#### [RECORDED DATA]
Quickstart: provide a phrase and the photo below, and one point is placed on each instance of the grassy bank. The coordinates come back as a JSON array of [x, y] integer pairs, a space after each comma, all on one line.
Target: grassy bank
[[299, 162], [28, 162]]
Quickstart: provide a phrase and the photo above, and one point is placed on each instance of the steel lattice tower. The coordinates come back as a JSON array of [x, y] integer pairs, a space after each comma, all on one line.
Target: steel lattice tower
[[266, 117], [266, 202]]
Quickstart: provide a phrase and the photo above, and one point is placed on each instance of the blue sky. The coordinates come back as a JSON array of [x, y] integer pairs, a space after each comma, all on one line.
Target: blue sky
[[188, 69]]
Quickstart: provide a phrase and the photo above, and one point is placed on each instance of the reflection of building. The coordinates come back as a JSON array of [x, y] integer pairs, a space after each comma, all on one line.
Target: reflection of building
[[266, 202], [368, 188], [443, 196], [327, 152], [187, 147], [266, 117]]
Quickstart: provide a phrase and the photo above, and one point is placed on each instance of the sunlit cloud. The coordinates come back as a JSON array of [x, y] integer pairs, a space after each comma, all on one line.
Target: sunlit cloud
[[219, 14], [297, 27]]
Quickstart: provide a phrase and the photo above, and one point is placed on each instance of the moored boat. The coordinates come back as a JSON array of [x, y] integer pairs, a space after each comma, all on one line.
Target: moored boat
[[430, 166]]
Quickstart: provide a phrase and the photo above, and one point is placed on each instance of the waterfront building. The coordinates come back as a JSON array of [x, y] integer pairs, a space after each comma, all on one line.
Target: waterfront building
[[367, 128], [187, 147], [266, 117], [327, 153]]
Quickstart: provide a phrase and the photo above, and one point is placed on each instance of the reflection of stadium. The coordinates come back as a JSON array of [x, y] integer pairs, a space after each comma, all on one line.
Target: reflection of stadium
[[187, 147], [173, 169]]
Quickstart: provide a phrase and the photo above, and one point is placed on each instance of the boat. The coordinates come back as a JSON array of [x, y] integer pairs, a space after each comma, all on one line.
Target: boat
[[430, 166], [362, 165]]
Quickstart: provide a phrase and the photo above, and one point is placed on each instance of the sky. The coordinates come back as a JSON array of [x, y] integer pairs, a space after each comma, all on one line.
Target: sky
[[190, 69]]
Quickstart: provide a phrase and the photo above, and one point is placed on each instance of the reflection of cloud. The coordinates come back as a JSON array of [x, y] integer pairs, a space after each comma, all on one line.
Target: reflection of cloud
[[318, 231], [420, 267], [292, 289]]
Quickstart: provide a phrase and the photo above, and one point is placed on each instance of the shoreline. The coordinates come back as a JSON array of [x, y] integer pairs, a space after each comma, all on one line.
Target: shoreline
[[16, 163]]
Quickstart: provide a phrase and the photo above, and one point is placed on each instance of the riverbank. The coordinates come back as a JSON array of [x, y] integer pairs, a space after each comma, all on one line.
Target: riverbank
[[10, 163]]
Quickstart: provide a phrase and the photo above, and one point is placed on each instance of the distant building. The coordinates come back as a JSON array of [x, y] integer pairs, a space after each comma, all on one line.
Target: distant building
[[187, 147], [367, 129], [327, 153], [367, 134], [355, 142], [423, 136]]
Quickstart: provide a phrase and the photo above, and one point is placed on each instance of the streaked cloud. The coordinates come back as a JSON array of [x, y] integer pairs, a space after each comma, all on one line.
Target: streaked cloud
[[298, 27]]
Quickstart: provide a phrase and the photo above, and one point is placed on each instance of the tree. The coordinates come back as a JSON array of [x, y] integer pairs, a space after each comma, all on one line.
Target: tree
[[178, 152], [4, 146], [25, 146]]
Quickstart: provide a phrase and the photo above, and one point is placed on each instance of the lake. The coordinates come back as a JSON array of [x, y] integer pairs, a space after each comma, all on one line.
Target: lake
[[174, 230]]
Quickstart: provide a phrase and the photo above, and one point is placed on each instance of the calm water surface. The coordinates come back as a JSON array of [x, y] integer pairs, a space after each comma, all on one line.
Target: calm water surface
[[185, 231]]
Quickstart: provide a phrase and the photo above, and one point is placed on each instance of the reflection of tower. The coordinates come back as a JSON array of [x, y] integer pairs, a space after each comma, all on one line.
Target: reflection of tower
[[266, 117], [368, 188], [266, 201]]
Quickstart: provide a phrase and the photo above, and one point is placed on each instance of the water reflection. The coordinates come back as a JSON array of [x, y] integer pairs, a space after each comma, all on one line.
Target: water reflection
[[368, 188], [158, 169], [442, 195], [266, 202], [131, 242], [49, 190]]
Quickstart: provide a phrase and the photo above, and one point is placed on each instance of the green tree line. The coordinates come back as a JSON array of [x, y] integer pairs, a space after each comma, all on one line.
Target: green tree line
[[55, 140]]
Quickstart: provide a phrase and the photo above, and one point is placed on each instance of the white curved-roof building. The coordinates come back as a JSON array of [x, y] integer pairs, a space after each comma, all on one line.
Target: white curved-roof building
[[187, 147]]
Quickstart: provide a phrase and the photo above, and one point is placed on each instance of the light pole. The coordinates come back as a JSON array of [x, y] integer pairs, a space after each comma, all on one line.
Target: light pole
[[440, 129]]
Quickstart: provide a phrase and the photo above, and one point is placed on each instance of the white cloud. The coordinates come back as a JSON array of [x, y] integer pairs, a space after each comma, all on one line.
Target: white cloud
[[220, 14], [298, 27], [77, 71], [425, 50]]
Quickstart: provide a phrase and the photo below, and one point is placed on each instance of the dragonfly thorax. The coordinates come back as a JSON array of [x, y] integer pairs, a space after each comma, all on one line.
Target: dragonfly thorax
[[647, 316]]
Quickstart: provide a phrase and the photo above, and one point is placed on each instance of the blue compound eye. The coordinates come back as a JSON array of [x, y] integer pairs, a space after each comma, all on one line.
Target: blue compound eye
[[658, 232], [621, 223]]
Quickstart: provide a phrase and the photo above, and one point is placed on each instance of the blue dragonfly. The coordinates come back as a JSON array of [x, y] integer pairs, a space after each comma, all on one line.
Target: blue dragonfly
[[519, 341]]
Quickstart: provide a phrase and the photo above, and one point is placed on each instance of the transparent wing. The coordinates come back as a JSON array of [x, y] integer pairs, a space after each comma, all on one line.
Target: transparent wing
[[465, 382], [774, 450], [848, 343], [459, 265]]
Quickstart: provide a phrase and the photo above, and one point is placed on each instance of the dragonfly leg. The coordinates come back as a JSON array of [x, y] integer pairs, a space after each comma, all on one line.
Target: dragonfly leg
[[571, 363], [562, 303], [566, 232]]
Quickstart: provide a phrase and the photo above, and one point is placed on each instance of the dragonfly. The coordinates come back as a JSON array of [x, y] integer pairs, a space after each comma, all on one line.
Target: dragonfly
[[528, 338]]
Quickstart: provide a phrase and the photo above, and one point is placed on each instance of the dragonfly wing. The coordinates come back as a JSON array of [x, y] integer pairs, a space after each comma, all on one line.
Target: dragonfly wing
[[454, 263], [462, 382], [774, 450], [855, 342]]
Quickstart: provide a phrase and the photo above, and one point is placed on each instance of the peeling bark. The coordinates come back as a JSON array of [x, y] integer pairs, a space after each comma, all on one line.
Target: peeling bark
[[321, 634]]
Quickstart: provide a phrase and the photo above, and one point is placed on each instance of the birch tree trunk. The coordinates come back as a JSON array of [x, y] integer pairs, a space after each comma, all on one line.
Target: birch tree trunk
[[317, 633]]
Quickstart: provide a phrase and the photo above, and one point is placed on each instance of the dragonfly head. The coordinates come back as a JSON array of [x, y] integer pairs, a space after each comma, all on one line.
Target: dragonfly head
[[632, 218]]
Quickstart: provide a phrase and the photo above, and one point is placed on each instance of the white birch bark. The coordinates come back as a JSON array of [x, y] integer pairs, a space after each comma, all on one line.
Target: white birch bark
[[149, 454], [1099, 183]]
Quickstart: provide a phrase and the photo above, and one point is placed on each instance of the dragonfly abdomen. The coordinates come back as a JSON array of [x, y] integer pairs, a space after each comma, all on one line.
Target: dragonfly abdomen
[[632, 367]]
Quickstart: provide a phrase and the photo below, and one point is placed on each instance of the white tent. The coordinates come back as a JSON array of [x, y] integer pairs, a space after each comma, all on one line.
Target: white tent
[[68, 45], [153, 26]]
---
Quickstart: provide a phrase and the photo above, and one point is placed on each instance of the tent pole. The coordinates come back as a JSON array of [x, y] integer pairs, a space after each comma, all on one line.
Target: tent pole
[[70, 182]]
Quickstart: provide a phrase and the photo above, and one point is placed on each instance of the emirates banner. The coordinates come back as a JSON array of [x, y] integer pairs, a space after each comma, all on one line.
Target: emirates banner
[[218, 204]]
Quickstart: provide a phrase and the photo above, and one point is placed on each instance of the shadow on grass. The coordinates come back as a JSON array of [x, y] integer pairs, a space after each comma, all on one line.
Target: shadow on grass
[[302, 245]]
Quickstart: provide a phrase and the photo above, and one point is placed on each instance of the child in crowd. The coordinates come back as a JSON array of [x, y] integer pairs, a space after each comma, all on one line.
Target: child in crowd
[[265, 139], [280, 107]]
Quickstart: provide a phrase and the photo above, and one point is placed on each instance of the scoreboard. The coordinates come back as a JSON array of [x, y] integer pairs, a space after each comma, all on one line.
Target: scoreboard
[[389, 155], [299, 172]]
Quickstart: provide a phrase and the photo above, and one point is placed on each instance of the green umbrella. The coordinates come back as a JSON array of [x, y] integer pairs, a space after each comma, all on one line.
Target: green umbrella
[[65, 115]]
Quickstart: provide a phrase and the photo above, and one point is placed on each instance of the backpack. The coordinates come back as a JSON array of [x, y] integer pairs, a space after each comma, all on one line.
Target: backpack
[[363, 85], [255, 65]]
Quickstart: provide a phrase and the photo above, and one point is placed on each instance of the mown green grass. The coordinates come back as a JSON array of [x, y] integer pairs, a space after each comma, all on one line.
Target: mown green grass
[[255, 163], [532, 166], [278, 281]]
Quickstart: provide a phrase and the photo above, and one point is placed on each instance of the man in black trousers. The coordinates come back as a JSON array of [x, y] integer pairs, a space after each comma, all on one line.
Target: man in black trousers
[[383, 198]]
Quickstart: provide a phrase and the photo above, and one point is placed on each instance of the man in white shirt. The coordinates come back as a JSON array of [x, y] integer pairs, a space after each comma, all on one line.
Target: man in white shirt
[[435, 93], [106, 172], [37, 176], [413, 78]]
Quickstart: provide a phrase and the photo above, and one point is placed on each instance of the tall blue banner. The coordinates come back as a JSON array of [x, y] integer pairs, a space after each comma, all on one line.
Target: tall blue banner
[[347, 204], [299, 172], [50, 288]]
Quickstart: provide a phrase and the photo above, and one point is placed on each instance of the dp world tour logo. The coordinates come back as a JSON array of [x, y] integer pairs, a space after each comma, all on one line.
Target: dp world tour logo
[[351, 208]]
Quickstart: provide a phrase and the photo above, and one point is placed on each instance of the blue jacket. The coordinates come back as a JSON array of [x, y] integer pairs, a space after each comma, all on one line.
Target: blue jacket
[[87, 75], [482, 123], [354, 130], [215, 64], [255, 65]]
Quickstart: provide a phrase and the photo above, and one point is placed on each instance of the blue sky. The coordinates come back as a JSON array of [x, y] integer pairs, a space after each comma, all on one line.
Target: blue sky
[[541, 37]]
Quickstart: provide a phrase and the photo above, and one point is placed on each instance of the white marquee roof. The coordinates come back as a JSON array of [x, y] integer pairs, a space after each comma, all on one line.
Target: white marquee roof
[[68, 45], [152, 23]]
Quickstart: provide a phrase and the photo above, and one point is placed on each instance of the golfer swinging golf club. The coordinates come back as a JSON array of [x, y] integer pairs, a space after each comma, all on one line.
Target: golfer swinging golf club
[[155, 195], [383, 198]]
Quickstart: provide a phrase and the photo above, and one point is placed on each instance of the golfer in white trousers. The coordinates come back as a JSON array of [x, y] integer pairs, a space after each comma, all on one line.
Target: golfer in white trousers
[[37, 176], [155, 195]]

#### [INSTRUCTIONS TO FOLLOW]
Copy out everything in the material from the line containing "of the mown" down to the line containing "[[435, 93], [106, 172], [37, 176], [413, 78]]", both ends included, and offset each coordinate in the answers by adding 91 to it.

#### [SOLUTION FOR THIS TASK]
Quickstart: provide a phrase and the photo above, and one point is placed on each instance of the mown green grass. The coordinates come back as a JSON array of [x, y] integer pairs, a space after each comma, all on one line.
Target: mown green grass
[[346, 254], [623, 257], [369, 372]]
Quickstart: provide a phrase and the photo above, and one point is placed on each instance of the man in black trousers. The coordinates come back as a JSON array of [x, y] integer pairs, a space after each comma, all on one line.
Target: man in black trousers
[[474, 289]]
Quickstart: provide a phrase and the photo above, and one point is placed on each instance of the man in white shirt. The coordinates come back as a JSON array of [x, y] integer pairs, a space after each comma, all on one line.
Target: man in white shirt
[[526, 184], [197, 263], [128, 267], [504, 169]]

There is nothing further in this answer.